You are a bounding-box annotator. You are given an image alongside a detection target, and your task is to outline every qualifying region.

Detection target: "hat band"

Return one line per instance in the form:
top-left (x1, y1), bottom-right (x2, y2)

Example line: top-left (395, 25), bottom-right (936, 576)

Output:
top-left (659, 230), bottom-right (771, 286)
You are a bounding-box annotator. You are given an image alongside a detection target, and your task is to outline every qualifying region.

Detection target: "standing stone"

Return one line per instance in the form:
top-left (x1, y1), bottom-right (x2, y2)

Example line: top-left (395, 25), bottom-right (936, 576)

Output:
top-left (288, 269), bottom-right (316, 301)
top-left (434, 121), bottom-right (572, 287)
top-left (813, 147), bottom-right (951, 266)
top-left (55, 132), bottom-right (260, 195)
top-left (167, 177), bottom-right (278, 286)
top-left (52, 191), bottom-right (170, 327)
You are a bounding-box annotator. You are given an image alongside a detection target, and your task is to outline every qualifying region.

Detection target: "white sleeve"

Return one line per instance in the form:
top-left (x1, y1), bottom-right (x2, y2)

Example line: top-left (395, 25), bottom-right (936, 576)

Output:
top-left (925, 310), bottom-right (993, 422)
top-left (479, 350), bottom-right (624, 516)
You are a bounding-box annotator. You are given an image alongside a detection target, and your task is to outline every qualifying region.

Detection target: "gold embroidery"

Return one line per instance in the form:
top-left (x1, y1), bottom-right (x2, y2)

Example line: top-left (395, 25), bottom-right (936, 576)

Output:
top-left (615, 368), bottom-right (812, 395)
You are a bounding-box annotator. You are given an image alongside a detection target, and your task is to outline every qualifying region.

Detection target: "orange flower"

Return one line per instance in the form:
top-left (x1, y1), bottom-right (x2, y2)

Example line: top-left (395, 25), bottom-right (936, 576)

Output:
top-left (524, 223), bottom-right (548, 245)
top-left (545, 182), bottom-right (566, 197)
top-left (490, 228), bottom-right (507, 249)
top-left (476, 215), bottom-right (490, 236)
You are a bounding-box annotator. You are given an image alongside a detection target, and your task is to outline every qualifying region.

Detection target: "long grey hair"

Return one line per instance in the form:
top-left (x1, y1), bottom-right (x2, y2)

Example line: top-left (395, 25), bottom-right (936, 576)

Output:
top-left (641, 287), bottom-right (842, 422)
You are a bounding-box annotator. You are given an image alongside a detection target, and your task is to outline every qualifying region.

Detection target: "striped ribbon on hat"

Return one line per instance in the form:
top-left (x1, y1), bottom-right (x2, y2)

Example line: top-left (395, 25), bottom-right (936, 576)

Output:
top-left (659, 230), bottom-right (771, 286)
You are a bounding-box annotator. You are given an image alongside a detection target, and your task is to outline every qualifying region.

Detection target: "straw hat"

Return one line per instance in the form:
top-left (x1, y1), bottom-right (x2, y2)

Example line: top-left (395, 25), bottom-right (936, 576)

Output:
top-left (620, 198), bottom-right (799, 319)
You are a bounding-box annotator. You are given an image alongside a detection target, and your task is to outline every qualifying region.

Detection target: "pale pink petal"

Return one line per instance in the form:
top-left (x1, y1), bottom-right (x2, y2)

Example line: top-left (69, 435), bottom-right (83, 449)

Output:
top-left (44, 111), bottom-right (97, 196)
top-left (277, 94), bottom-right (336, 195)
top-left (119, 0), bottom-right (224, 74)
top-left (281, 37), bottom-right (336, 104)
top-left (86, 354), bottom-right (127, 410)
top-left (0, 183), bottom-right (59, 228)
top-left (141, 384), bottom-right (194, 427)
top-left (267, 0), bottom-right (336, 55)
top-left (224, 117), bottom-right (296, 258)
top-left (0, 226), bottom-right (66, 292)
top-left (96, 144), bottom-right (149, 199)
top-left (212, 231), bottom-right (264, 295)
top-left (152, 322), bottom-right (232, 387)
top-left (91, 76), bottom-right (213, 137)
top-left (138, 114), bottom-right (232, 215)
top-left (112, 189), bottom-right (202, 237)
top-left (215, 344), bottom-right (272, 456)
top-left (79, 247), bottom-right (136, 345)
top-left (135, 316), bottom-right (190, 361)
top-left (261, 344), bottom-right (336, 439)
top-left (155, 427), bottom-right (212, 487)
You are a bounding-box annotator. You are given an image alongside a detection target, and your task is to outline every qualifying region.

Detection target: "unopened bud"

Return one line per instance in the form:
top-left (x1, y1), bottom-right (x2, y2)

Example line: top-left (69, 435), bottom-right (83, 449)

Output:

- **WHAT IS NEEDED**:
Please arrange every line of the items above as a numbered list, leaving out the blank lines.

- **EXERCISE SOLUTION**:
1. You are a bounding-box annotator. You are given an image alongside a detection target, and your task is to outline every qualifying region.
2. Detection target: "hat band"
3. Return one line per instance in the form:
4. top-left (x1, y1), bottom-right (x2, y2)
5. Example line: top-left (395, 25), bottom-right (936, 576)
6. Output:
7. top-left (659, 230), bottom-right (771, 286)
8. You are a bounding-box annotator. You are given an image alongside a detection target, and your task is to outline every qualifying region.
9. Detection target: "standing stone"
10. Return one line per instance in the form:
11. top-left (x1, y1), bottom-right (x2, y2)
12. Example line: top-left (395, 25), bottom-right (936, 576)
13. Output:
14. top-left (288, 269), bottom-right (316, 301)
15. top-left (434, 121), bottom-right (572, 287)
16. top-left (813, 147), bottom-right (951, 266)
17. top-left (55, 132), bottom-right (260, 195)
18. top-left (167, 177), bottom-right (278, 286)
19. top-left (52, 191), bottom-right (170, 327)
20. You are a bounding-box annotator. You are given an image alongside a detection target, and your task is to outline every qualifying region.
21. Detection target: "white sleeve"
22. Return one line per instance in the form:
23. top-left (x1, y1), bottom-right (x2, y2)
24. Example line: top-left (395, 25), bottom-right (936, 576)
25. Output:
26. top-left (925, 310), bottom-right (993, 422)
27. top-left (479, 350), bottom-right (624, 516)
28. You are a bounding-box annotator. You are given an image alongside a detection target, and your task is to outline every qualifying region.
29. Detection target: "gold embroidery"
30. Return one line per instance in the form:
31. top-left (x1, y1), bottom-right (x2, y2)
32. Example line: top-left (395, 25), bottom-right (936, 576)
33. Output:
34. top-left (615, 368), bottom-right (812, 395)
35. You are a bounding-box annotator. You are given an image alongside a detection target, and your task is to outline every qualifying region.
36. Detection target: "orange flower"
37. Return one line per instance in the form:
38. top-left (x1, y1), bottom-right (x2, y2)
39. Example line: top-left (395, 25), bottom-right (936, 576)
40. Output:
41. top-left (524, 223), bottom-right (548, 245)
42. top-left (545, 182), bottom-right (566, 197)
43. top-left (490, 228), bottom-right (507, 249)
44. top-left (476, 215), bottom-right (490, 236)
45. You are a bounding-box annotator. You are given an image alongside a detection target, and your task is to outline every qualifying region.
46. Detection target: "long grey hair"
47. Return one line per instance in the form:
48. top-left (x1, y1), bottom-right (x2, y2)
49. Example line: top-left (395, 25), bottom-right (936, 576)
50. Output:
51. top-left (641, 287), bottom-right (842, 422)
52. You are a bounding-box annotator. You are given an image alongside a detection target, and your task is to outline every qualifying region.
53. Detection target: "striped ribbon on hat"
54. Return one line per instance in the form:
55. top-left (x1, y1), bottom-right (x2, y2)
56. Example line: top-left (395, 25), bottom-right (936, 576)
57. Output:
58. top-left (659, 230), bottom-right (771, 286)
59. You are a bounding-box annotator. You are given an image alongside a detection target, and your task is to outline every qualifying region.
60. Detection target: "straw hat"
61. Return one line per instance in the form:
62. top-left (x1, y1), bottom-right (x2, y2)
63. Example line: top-left (395, 25), bottom-right (936, 576)
64. Output:
65. top-left (620, 198), bottom-right (799, 319)
66. You are a bounding-box annotator. You are given an image alongside a detection target, and your task is to outline every qualifying region.
67. Detection target: "pale pink petal"
68. Return one line per instance in the form:
69. top-left (x1, y1), bottom-right (x2, y2)
70. Example line: top-left (69, 435), bottom-right (83, 449)
71. Output:
72. top-left (44, 111), bottom-right (97, 196)
73. top-left (277, 94), bottom-right (336, 195)
74. top-left (119, 0), bottom-right (224, 74)
75. top-left (281, 37), bottom-right (336, 104)
76. top-left (86, 354), bottom-right (127, 410)
77. top-left (0, 183), bottom-right (59, 228)
78. top-left (141, 384), bottom-right (194, 427)
79. top-left (267, 0), bottom-right (336, 55)
80. top-left (224, 117), bottom-right (296, 258)
81. top-left (0, 226), bottom-right (66, 292)
82. top-left (96, 144), bottom-right (149, 199)
83. top-left (212, 231), bottom-right (264, 295)
84. top-left (152, 322), bottom-right (232, 387)
85. top-left (91, 76), bottom-right (213, 137)
86. top-left (138, 114), bottom-right (232, 215)
87. top-left (112, 189), bottom-right (202, 237)
88. top-left (215, 344), bottom-right (272, 456)
89. top-left (79, 247), bottom-right (136, 345)
90. top-left (135, 316), bottom-right (190, 361)
91. top-left (261, 344), bottom-right (336, 439)
92. top-left (155, 427), bottom-right (212, 487)
93. You are a bounding-box annotator. You are given an image alongside a detection target, and your task is to outline every qualifying region.
94. Detection target: "unopened bud"
95. Return one line per instance in the form:
96. top-left (x1, y1), bottom-right (x2, y2)
97. Example line: top-left (69, 435), bottom-right (83, 449)
98. Output:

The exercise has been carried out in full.